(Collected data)
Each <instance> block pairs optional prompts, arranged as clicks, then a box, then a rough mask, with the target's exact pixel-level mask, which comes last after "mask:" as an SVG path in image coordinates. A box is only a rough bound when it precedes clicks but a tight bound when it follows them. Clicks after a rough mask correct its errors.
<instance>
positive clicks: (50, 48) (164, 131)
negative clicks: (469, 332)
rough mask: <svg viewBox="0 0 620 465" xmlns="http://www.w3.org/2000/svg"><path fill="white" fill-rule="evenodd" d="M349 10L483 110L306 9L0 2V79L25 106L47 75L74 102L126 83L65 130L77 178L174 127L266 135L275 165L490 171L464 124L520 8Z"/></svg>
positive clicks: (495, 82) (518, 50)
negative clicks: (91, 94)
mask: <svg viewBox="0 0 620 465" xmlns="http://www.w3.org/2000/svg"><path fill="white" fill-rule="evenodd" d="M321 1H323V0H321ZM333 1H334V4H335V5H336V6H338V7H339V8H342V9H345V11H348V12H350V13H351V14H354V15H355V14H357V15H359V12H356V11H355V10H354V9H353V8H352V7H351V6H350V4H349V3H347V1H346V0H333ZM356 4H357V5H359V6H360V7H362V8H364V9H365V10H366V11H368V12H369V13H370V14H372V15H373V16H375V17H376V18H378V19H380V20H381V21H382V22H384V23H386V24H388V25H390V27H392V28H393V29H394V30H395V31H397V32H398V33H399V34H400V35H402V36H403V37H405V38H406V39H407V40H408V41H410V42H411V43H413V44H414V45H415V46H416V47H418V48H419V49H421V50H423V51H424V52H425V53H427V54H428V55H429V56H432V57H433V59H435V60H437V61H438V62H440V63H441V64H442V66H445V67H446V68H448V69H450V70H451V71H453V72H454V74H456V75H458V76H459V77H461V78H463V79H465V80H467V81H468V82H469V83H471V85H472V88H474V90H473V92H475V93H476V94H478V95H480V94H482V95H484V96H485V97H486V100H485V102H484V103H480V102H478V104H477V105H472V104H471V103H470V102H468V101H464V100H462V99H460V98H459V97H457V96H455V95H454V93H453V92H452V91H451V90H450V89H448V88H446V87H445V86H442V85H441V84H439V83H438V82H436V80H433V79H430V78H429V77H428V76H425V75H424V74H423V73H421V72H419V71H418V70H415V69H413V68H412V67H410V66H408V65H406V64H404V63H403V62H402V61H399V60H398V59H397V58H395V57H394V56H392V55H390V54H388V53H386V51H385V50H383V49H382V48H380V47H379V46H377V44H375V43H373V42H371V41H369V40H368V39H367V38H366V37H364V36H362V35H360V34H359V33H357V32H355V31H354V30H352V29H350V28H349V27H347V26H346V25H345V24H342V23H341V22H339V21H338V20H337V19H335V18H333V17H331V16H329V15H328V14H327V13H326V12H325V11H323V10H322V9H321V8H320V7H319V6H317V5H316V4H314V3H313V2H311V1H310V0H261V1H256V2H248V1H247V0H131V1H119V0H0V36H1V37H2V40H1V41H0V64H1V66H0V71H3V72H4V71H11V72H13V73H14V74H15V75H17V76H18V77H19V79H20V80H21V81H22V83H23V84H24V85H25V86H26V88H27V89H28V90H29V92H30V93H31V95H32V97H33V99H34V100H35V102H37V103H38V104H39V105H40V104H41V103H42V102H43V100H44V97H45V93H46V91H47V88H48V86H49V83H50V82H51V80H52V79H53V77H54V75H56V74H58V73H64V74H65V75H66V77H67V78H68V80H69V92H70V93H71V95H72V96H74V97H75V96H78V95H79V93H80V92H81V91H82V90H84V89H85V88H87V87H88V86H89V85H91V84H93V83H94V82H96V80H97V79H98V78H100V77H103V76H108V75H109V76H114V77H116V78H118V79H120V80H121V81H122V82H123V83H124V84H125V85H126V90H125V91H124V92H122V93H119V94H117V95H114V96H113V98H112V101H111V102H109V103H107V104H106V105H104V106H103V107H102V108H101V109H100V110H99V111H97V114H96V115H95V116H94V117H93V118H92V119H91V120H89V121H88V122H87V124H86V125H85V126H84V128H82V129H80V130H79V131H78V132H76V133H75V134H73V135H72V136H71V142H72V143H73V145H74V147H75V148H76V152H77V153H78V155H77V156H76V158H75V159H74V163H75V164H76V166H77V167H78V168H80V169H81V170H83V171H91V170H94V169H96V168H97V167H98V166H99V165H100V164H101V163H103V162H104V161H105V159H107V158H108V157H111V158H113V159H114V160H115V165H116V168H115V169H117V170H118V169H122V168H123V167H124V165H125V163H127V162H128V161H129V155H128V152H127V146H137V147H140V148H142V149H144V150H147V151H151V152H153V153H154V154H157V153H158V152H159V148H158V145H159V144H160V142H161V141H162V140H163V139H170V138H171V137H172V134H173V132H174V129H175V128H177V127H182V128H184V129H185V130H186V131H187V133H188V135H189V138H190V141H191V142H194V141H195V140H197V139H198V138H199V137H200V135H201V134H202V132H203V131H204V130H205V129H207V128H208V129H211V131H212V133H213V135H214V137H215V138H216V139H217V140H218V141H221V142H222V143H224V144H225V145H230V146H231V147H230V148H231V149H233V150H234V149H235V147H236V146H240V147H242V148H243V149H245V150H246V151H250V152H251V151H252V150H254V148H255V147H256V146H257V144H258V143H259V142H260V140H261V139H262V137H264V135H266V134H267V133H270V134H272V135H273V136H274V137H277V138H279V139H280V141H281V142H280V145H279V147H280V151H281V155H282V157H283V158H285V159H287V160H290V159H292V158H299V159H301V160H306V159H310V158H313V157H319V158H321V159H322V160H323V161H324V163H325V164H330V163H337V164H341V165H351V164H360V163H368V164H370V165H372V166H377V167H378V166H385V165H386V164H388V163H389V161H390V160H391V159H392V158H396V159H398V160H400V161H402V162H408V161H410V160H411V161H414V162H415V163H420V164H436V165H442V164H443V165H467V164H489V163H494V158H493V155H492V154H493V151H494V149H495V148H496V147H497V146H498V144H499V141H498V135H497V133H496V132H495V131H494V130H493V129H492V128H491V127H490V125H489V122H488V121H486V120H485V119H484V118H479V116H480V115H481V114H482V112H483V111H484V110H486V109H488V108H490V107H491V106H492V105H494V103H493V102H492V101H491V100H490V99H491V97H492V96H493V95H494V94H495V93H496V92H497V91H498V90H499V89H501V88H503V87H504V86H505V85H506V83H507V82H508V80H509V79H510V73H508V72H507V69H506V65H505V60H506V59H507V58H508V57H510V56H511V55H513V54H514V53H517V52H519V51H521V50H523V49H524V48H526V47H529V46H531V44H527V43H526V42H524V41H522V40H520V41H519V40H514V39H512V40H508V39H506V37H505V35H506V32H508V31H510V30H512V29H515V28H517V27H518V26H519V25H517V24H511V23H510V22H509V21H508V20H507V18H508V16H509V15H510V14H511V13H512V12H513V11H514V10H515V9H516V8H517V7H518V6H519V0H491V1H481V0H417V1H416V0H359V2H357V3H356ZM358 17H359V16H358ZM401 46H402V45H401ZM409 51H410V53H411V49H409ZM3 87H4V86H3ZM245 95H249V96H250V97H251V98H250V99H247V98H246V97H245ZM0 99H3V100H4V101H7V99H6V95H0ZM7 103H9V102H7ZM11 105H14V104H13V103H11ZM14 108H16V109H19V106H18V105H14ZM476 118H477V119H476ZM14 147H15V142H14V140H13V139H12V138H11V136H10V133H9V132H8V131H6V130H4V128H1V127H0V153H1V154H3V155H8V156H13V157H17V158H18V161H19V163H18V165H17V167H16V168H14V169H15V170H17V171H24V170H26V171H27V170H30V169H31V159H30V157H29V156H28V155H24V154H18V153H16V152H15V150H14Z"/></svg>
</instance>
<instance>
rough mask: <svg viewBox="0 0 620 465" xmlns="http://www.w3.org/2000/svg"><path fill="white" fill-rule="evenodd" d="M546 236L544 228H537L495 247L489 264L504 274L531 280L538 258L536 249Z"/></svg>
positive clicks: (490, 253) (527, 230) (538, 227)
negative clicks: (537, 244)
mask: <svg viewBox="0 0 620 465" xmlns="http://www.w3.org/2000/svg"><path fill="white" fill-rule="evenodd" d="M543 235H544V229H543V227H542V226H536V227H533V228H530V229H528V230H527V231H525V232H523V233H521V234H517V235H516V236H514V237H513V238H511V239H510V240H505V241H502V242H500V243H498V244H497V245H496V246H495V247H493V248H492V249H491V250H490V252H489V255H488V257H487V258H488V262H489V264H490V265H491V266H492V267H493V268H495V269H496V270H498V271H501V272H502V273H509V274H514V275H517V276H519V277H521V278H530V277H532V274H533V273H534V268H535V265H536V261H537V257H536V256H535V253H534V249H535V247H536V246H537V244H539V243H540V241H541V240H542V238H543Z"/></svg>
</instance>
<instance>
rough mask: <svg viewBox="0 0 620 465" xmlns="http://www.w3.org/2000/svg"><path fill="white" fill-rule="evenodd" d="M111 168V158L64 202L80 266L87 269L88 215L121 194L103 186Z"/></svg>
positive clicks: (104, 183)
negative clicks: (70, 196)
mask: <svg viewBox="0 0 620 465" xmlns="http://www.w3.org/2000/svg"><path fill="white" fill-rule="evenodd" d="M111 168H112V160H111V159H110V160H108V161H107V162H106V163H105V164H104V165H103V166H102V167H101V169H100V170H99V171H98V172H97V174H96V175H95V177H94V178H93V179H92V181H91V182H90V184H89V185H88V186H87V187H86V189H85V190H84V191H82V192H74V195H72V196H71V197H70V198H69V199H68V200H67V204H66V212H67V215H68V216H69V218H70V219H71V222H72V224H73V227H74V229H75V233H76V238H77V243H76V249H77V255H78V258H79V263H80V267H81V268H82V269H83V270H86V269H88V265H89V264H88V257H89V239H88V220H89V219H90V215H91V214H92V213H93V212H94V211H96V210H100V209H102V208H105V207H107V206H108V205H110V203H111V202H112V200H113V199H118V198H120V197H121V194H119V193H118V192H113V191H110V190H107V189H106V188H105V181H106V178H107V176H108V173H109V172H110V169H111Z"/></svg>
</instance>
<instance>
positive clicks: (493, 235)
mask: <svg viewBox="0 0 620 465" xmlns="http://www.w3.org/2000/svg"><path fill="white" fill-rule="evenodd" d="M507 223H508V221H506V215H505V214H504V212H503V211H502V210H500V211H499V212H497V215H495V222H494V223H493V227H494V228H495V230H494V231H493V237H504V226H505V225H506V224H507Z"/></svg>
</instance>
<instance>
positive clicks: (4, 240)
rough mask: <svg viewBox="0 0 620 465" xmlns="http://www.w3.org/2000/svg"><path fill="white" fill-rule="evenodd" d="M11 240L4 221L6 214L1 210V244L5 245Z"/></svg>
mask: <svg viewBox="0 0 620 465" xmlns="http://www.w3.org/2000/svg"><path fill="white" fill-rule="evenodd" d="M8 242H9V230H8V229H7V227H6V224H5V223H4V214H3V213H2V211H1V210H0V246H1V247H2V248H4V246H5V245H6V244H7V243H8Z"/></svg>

ABOUT THIS TASK | Could you print the listing word for word, starting at its first line and ending at the line that contains "positive clicks: (495, 82) (518, 50)", with both ends included?

SOLUTION BELOW |
Each <instance> block pairs optional prompts, arranged as clicks, then a box, then a rough mask, with the target's exact pixel-level mask, which comes last after "mask:" as an SVG path in image coordinates. A box is only a rough bound when it precedes clicks but a tight bound when it follows them. Clicks after a rough mask correct its errors.
<instance>
positive clicks: (50, 48) (164, 131)
negative clicks: (469, 332)
rough mask: <svg viewBox="0 0 620 465" xmlns="http://www.w3.org/2000/svg"><path fill="white" fill-rule="evenodd" d="M349 10L483 110L306 9L0 2V79L25 106L47 75L74 102L126 83L65 130L77 178L174 127L266 135L275 165L490 171L464 124L520 8Z"/></svg>
positive clicks: (495, 82) (518, 50)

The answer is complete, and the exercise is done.